- [GIVEN TASK A]:
In the SAR measurement text, what zoom scan resolution is typically needed to compute SAR values on a 2 mm grid with less than 5% error?

3.19.3 If a peak SAR location is near the edge of a
scan region, within 10.8 mm for ten‑gram SAR (half the linear dimensions
of the cube), the area scan should be repeated with an expanded scanning
region. When SAR is measured along the side wall of a phantom or on curved
surfaces where the probe axis is not perpendicular to the phantom surface,
probe isotropy and probe boundary‑effects errors must be carefully
considered for making accurate measurements. For some measurement systems, the
E‑field probe may have been calibrated or compensated to measure SAR with
the probe axis oriented within ± 30°
from that normal to the phantom surface. If this is not the case, either the
phantom or the field probe should be re‑oriented to reduce the
measurement error.
3.20 Procedures for determining ten‑gram
averaged SAR
3.20.1 The fine resolution volume scan region, also
known as the zoom scan region, should be centred at the peak SAR locations
determined by the extrapolated data from the area scan measurements. The
number of measurement points required in a zoom scan to provide an accurate ten‑gram
averaged SAR is dependent on the field gradients at the peak SAR location. In
smooth gradients, the ten‑gram averaged SAR can be correctly predicted
with only a few measurement points. When steep field gradients exist, many
measurement points evenly distributed within the ten‑gram volume of the
tissue medium may be required to correctly predict the volume averaged SAR.
The zoom scan region should extend in each direction for at least 1.5 times the
linear dimensions of a ten‑gram cube of tissue from each peak. The zoom
scan spatial resolution should allow the interpolation algorithms used by the
SAR measurement system to compute SAR values on a 2 mm grid with less than 5%
error, which typically requires a zoom scan resolution of 5‑8 mm.

Location identification entries:
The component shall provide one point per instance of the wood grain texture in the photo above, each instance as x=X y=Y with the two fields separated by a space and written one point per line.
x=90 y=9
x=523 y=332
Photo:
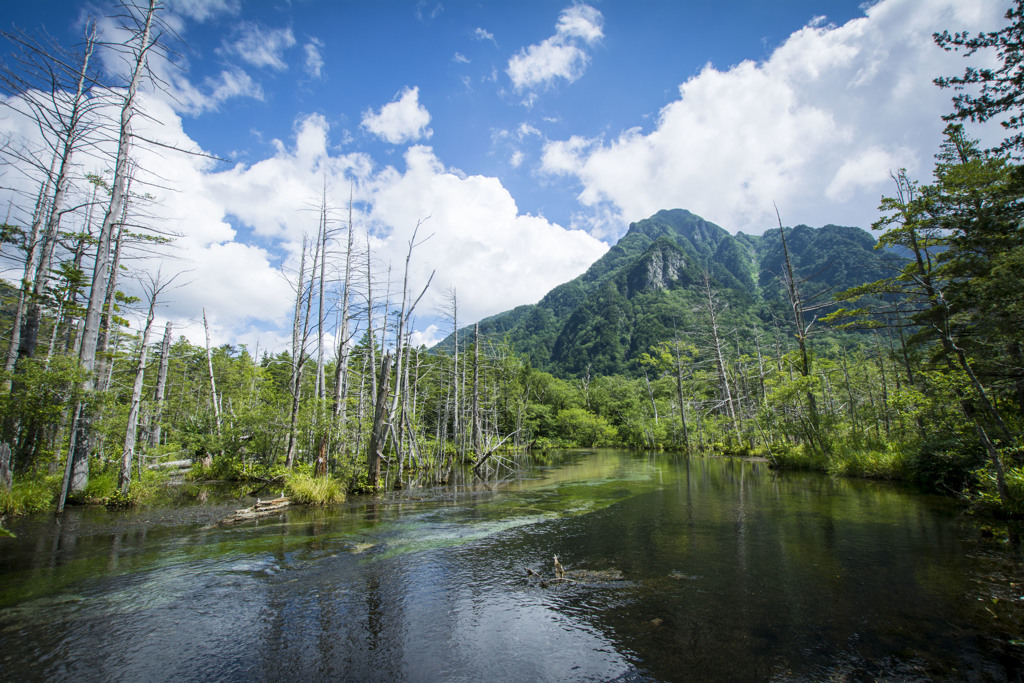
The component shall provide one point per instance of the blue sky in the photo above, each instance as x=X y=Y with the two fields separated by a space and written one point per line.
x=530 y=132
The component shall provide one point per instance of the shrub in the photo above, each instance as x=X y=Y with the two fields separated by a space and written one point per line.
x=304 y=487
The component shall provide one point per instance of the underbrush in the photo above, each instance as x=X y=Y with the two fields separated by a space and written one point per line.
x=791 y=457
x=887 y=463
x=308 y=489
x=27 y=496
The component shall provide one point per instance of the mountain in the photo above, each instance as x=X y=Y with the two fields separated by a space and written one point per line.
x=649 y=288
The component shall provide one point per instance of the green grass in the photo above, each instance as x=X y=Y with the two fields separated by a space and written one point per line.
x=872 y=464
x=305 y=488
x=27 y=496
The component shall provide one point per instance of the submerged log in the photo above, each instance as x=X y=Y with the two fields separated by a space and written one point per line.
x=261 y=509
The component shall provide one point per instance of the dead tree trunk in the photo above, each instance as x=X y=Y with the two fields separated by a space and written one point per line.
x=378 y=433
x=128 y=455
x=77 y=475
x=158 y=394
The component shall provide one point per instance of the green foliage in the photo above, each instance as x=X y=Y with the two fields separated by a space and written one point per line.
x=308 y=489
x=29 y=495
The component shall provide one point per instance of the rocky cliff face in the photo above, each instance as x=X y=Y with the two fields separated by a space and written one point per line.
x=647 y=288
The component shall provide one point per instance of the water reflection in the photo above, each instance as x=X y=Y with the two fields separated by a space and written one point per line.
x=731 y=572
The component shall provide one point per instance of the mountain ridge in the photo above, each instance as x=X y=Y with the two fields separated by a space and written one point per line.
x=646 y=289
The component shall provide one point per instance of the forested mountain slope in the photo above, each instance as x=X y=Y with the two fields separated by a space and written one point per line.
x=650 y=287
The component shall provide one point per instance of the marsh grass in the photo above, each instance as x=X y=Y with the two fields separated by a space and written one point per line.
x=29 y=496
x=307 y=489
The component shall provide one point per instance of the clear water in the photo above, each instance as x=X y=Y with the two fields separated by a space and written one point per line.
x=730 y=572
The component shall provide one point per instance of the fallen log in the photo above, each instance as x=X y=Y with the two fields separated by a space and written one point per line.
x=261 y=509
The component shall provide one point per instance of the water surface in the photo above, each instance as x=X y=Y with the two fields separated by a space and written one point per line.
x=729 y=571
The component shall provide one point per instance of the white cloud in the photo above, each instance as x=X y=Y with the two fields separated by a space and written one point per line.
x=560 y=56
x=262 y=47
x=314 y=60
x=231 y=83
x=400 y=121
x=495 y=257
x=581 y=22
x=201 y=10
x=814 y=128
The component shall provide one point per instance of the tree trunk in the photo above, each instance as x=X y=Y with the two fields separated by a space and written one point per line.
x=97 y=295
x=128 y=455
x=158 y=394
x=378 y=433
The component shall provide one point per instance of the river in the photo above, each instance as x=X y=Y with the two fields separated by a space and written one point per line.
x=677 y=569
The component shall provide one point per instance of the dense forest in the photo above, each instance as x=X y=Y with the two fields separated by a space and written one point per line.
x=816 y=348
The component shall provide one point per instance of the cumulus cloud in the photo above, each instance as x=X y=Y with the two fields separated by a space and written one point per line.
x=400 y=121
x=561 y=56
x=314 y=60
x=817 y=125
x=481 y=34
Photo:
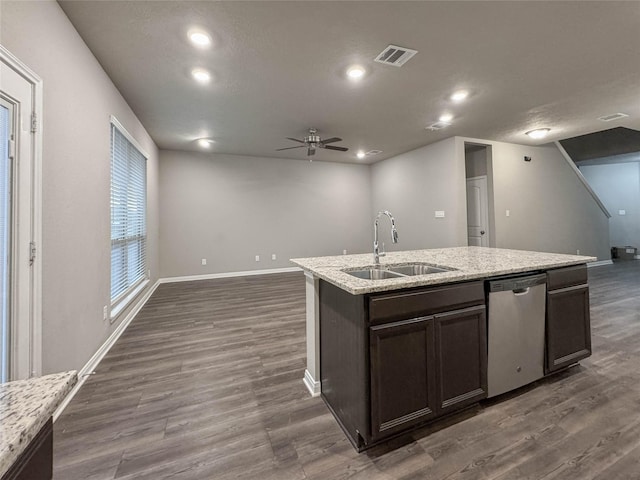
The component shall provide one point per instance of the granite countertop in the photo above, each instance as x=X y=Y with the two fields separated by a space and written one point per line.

---

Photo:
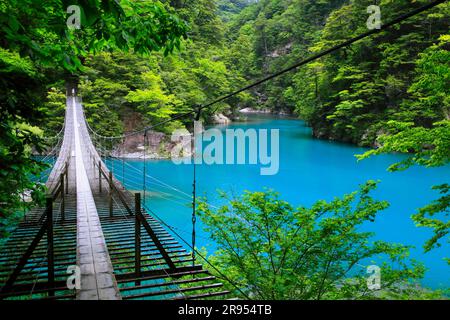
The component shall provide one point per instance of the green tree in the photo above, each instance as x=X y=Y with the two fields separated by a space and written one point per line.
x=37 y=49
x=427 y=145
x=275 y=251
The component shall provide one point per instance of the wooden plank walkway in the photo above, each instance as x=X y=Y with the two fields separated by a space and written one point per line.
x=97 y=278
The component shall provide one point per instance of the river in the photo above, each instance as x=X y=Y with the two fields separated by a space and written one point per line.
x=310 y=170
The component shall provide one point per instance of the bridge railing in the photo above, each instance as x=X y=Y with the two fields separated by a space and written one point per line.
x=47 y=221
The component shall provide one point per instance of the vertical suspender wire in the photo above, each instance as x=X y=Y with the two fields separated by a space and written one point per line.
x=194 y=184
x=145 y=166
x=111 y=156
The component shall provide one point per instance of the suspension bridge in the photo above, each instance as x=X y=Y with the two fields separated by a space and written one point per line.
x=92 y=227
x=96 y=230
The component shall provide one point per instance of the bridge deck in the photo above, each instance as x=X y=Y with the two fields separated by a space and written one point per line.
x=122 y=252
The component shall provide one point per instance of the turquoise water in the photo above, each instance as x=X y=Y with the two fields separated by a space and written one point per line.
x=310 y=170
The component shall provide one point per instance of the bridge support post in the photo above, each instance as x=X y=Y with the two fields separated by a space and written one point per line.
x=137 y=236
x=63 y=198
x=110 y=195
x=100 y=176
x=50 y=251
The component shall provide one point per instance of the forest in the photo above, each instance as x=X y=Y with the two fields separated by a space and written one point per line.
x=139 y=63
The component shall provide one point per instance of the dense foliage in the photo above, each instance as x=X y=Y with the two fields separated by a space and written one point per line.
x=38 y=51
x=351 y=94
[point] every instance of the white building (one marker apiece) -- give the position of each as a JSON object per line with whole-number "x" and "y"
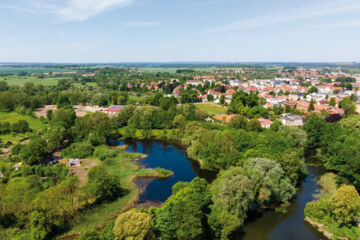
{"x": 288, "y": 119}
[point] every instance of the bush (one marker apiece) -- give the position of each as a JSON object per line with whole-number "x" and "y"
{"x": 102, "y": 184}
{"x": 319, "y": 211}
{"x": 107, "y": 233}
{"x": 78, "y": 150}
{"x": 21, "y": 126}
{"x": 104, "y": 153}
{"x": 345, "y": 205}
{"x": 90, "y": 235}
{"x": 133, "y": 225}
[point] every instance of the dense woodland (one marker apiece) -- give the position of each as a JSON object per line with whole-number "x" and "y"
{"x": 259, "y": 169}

- [GIVEN TASK B]:
Please turn the records in the stretch from the line that contains "the mountain in" through the line that contains "x=731 y=572" into a two-column CSV with the columns request and points, one row per request. Put each field in quotes, with any line breaks changed to spaces.

- [TASK RESULT A]:
A zoom scan resolution of 5‑8 mm.

- [TASK RESULT B]:
request,points
"The component shall provide one point per instance of the mountain in the photo above, each instance as x=X y=Y with the two fields separated by a space and written one point per line.","x=649 y=288"
"The component shall provide one point per instance of the green grass in the photo above, each instance as x=X y=Y with the two fields separated by a space and written one point per line.","x=872 y=464 x=305 y=488 x=27 y=496"
"The component shall provide one point per instance of the submerged log in the photo above, each instance as x=X y=Y with the two fields separated by a space and written one point per line.","x=261 y=509"
"The component shall provide one point per instance of the dead tree trunk in the photo above, each instance as x=X y=Y with the two fields separated by a space and written one point per line.","x=378 y=433 x=128 y=455 x=77 y=475 x=158 y=394"
"The component shall provide one point per instance of the green foliage in the photo above, each instance as x=X y=Y with the two fields separated by a space and written one point per line.","x=308 y=489 x=29 y=495"
"The component shall provide one point per instance of the rocky cliff face in the photo above, each instance as x=X y=Y with the two fields separated by a space and written one point per line.","x=647 y=288"
"The component shall provide one point per instance of the water reflection in the photo above, each instance as x=X y=Y with the two fields separated by a space and written one point per line.","x=731 y=572"